> DESCRIPTION OF THE TASK: Begin at the line with "One point marks each instance of the short" and output every line through the end of the records, exactly as given. Omit pictures.

Start

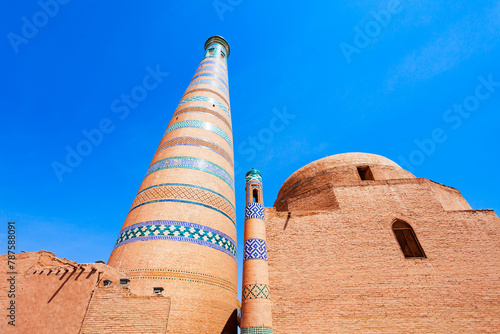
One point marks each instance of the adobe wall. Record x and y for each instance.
(115, 309)
(343, 271)
(52, 293)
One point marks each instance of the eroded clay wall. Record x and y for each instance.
(344, 272)
(114, 309)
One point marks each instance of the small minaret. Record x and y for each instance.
(256, 304)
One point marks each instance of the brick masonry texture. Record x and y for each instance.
(190, 181)
(342, 270)
(53, 293)
(113, 309)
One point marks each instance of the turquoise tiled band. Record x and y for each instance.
(192, 163)
(177, 231)
(201, 125)
(205, 99)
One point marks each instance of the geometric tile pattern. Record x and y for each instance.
(254, 210)
(211, 75)
(206, 89)
(205, 99)
(255, 249)
(257, 330)
(256, 291)
(203, 110)
(180, 275)
(192, 141)
(208, 61)
(178, 231)
(185, 193)
(253, 177)
(212, 69)
(192, 163)
(210, 83)
(201, 125)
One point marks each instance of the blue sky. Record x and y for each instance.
(415, 81)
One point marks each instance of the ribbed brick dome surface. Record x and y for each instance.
(339, 168)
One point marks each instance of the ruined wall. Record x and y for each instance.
(343, 271)
(115, 309)
(52, 293)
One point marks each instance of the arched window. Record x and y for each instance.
(407, 239)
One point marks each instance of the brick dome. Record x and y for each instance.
(322, 174)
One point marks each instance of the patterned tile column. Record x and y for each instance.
(256, 304)
(180, 232)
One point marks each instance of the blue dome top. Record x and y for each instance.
(253, 175)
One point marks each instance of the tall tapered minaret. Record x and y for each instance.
(180, 233)
(255, 304)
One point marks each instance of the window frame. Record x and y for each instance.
(411, 248)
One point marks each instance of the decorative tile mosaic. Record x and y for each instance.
(210, 83)
(181, 275)
(253, 177)
(212, 69)
(203, 110)
(198, 142)
(200, 125)
(255, 249)
(215, 54)
(206, 90)
(192, 163)
(186, 193)
(213, 62)
(254, 210)
(205, 99)
(217, 46)
(212, 75)
(257, 330)
(256, 291)
(177, 231)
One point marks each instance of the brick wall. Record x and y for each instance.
(342, 270)
(113, 309)
(52, 293)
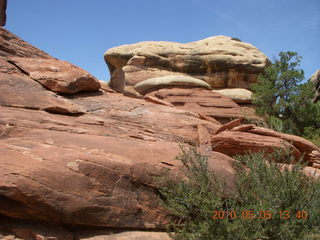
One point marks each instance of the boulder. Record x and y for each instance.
(221, 61)
(16, 89)
(97, 169)
(3, 16)
(205, 102)
(55, 75)
(239, 95)
(152, 84)
(315, 79)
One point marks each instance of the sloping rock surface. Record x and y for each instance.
(220, 61)
(53, 74)
(91, 158)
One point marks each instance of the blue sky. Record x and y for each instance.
(80, 31)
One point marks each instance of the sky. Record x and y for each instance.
(80, 31)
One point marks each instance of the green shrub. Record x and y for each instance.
(281, 95)
(261, 187)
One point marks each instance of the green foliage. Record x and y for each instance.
(261, 187)
(280, 96)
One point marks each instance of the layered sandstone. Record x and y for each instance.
(221, 61)
(91, 158)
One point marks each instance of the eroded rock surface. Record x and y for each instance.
(204, 102)
(55, 75)
(220, 61)
(91, 158)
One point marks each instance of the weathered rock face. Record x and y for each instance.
(205, 102)
(55, 75)
(220, 61)
(239, 95)
(3, 16)
(91, 158)
(315, 79)
(152, 84)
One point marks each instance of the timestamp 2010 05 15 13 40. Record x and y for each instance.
(285, 215)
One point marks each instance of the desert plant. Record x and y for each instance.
(270, 201)
(281, 96)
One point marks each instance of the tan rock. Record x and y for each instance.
(243, 128)
(152, 84)
(220, 61)
(157, 101)
(239, 95)
(229, 125)
(132, 235)
(204, 102)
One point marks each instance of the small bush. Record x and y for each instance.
(261, 187)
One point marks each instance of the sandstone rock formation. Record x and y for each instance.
(220, 61)
(315, 79)
(205, 102)
(90, 159)
(239, 95)
(169, 81)
(55, 75)
(3, 16)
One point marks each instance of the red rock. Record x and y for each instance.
(220, 61)
(95, 163)
(303, 145)
(232, 143)
(157, 101)
(229, 125)
(3, 17)
(243, 128)
(58, 76)
(312, 172)
(20, 229)
(55, 75)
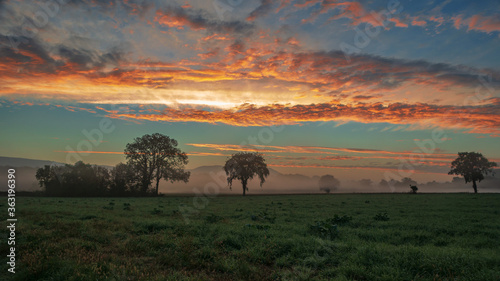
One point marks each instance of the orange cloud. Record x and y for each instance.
(398, 22)
(418, 22)
(484, 23)
(478, 119)
(347, 167)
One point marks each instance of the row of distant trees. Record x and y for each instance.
(472, 166)
(150, 159)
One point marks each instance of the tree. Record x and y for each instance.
(473, 166)
(79, 179)
(243, 166)
(328, 183)
(155, 157)
(50, 179)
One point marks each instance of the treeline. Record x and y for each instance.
(150, 159)
(84, 180)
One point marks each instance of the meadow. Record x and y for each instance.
(286, 237)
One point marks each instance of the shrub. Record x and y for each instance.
(381, 217)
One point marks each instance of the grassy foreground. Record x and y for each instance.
(293, 237)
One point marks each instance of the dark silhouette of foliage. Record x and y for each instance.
(473, 166)
(243, 166)
(74, 180)
(124, 180)
(328, 183)
(156, 157)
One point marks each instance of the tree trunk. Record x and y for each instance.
(157, 184)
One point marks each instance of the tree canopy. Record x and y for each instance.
(156, 157)
(243, 166)
(473, 166)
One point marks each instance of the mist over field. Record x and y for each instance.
(213, 180)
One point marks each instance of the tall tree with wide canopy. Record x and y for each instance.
(156, 157)
(243, 166)
(473, 166)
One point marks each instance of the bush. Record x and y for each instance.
(381, 217)
(324, 229)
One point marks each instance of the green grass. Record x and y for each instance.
(387, 237)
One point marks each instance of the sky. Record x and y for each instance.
(356, 89)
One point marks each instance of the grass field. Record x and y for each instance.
(292, 237)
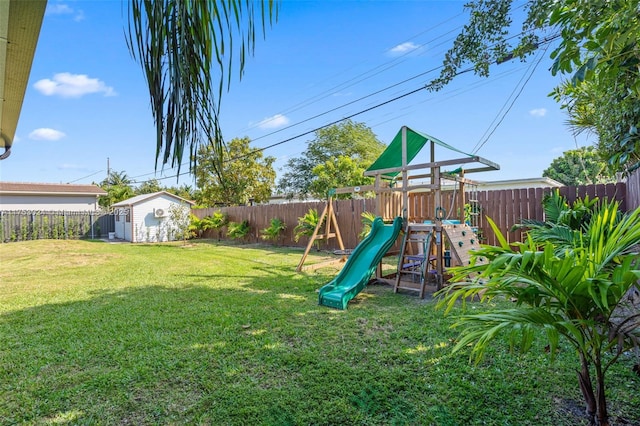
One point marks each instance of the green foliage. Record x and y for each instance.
(238, 231)
(274, 231)
(598, 49)
(244, 175)
(338, 172)
(149, 187)
(347, 148)
(573, 287)
(306, 225)
(187, 51)
(180, 220)
(118, 188)
(367, 222)
(579, 167)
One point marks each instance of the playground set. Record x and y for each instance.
(433, 237)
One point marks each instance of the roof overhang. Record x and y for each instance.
(20, 23)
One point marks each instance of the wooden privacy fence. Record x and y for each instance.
(348, 214)
(509, 206)
(505, 207)
(26, 225)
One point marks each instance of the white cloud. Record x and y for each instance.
(538, 112)
(274, 122)
(70, 85)
(46, 134)
(403, 48)
(64, 9)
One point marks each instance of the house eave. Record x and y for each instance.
(20, 23)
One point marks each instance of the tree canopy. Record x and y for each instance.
(598, 45)
(187, 50)
(336, 157)
(244, 175)
(580, 166)
(118, 186)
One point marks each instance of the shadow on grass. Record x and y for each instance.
(259, 351)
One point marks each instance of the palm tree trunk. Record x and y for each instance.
(584, 378)
(603, 415)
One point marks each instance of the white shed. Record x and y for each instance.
(151, 217)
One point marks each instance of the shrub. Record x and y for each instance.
(274, 231)
(238, 230)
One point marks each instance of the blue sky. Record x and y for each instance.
(87, 101)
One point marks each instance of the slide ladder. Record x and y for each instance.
(462, 239)
(361, 265)
(414, 259)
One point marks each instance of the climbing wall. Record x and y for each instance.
(462, 239)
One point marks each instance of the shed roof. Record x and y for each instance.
(27, 188)
(144, 197)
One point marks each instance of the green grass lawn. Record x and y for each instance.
(97, 333)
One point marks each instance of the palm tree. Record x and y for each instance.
(187, 49)
(578, 293)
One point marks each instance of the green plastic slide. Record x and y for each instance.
(362, 263)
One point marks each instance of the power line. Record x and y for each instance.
(545, 42)
(84, 177)
(541, 56)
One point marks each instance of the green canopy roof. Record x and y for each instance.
(391, 157)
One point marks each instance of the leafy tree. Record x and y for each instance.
(346, 139)
(180, 215)
(149, 187)
(579, 167)
(218, 221)
(187, 50)
(573, 287)
(608, 112)
(244, 175)
(118, 187)
(337, 172)
(598, 45)
(184, 191)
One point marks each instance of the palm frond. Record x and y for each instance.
(184, 47)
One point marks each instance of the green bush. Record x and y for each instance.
(237, 231)
(274, 231)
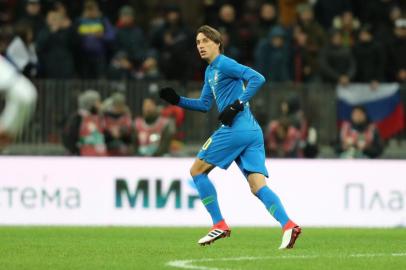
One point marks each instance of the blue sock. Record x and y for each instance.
(208, 195)
(273, 204)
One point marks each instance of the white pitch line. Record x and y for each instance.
(190, 264)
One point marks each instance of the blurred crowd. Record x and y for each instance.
(301, 41)
(107, 128)
(335, 41)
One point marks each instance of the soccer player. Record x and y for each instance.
(238, 139)
(20, 97)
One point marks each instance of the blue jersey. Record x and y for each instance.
(224, 82)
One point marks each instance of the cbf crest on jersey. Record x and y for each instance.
(213, 82)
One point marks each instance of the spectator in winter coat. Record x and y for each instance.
(95, 36)
(396, 64)
(337, 65)
(55, 48)
(370, 58)
(359, 138)
(130, 37)
(272, 56)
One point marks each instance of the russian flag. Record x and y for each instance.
(383, 105)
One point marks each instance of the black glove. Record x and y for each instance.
(168, 94)
(227, 116)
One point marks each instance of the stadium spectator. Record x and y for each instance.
(173, 41)
(359, 138)
(60, 8)
(370, 58)
(121, 67)
(301, 57)
(246, 31)
(283, 139)
(6, 12)
(6, 35)
(118, 126)
(268, 18)
(381, 15)
(291, 110)
(326, 10)
(337, 65)
(95, 36)
(21, 50)
(272, 56)
(349, 26)
(84, 131)
(397, 53)
(154, 132)
(287, 11)
(149, 69)
(55, 47)
(230, 49)
(19, 97)
(130, 37)
(314, 41)
(226, 23)
(32, 16)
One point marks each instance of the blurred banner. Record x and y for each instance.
(160, 192)
(383, 105)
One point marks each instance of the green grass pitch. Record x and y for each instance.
(157, 248)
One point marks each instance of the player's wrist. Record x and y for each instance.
(238, 105)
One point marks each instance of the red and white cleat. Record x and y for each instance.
(289, 237)
(218, 231)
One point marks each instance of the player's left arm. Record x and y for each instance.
(253, 78)
(255, 81)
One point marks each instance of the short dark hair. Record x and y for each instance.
(212, 34)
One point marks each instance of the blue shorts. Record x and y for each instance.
(245, 147)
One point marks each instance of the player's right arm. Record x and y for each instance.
(202, 104)
(20, 95)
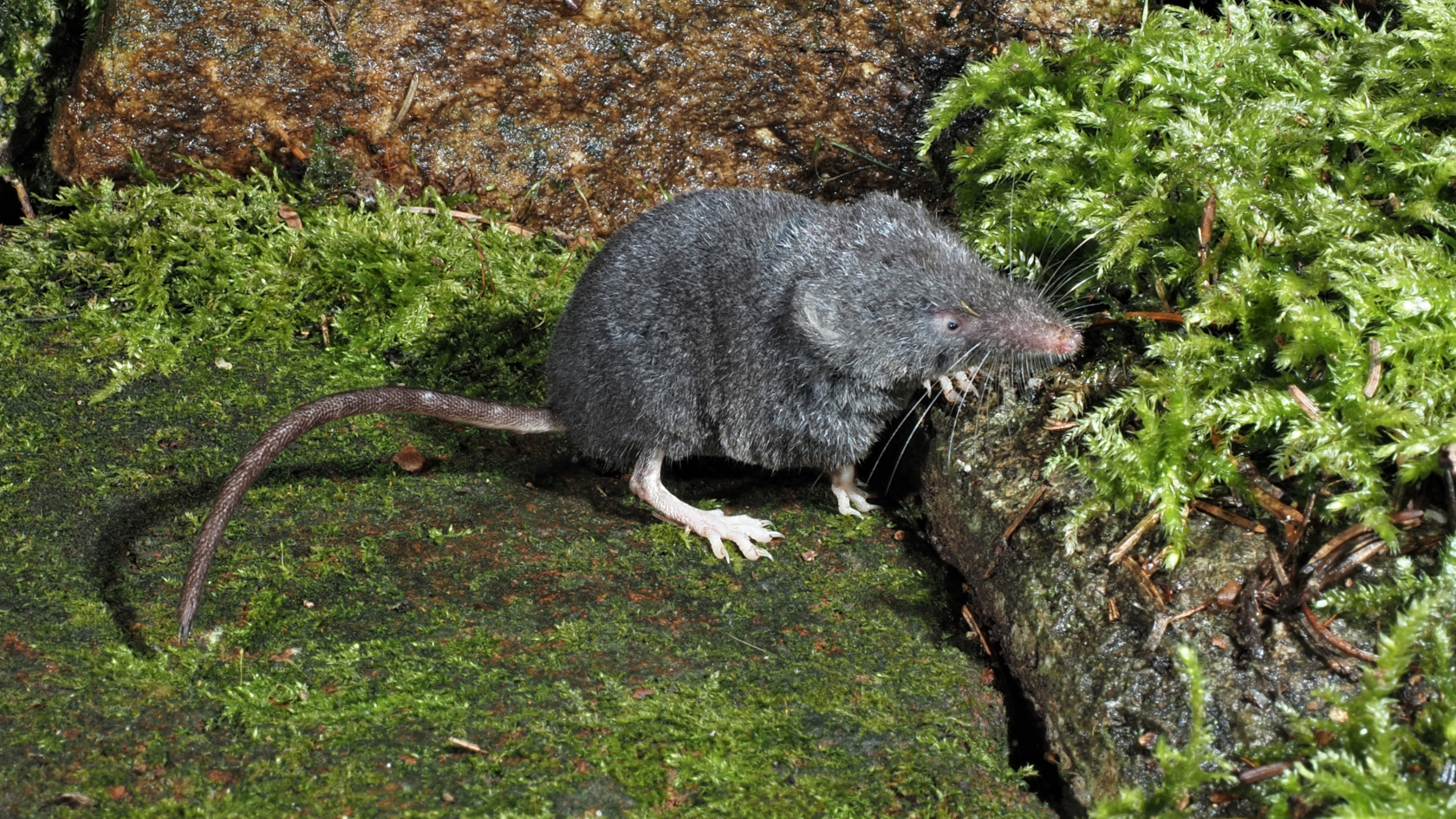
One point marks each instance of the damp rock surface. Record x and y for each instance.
(578, 119)
(1076, 633)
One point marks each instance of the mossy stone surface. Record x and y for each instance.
(509, 596)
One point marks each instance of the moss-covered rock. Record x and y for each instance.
(505, 634)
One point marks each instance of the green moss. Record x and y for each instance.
(149, 271)
(1389, 750)
(1329, 145)
(359, 617)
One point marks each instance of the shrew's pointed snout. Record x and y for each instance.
(1050, 338)
(1066, 341)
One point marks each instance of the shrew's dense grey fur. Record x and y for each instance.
(757, 325)
(775, 329)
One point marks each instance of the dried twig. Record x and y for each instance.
(1025, 510)
(1228, 517)
(1155, 635)
(1278, 567)
(970, 620)
(1334, 639)
(1374, 380)
(1334, 544)
(1206, 228)
(1132, 538)
(1449, 478)
(1264, 773)
(1156, 316)
(1351, 562)
(23, 196)
(460, 215)
(1283, 512)
(408, 102)
(1305, 402)
(1145, 583)
(468, 745)
(1193, 611)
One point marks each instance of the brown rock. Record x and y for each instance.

End

> CORRECT ANSWER:
One point marks each instance of the short dark hair. Record x and y for each instance.
(212, 34)
One point marks each instance of the blue shorts. Record x and y for each instance.
(245, 147)
One point marks each instance of the player's right arm. Record x and y for each instance.
(202, 104)
(20, 95)
One point marks each instance of the damp rock surface. Record x and y for each instance.
(578, 119)
(1076, 633)
One point marks each instance of the mossy stone surface. Record x and y for each instance.
(509, 596)
One point marks each instance of the moss-covered rock. Record x and y for each instance.
(505, 634)
One point marks each instance of the green moss. Record x and y for each instance.
(149, 271)
(1389, 750)
(1329, 145)
(359, 617)
One point marks each instance of the shrew's pointed snout. Record x and y for each instance.
(1050, 338)
(1066, 341)
One point marks each instance of the shrew's dense grey fur. Record x and y for each instance.
(757, 325)
(775, 329)
One point marks each instance of the dried twig. Record x and y for each instance.
(1025, 510)
(1228, 517)
(1155, 635)
(1278, 567)
(970, 620)
(1334, 639)
(1374, 380)
(1334, 544)
(1206, 228)
(1132, 538)
(1449, 478)
(1264, 773)
(1156, 316)
(1351, 562)
(23, 196)
(460, 215)
(1283, 512)
(408, 102)
(1305, 402)
(1145, 583)
(468, 745)
(1193, 611)
One point marks each instance of the brown rock. Record x and y for each instance.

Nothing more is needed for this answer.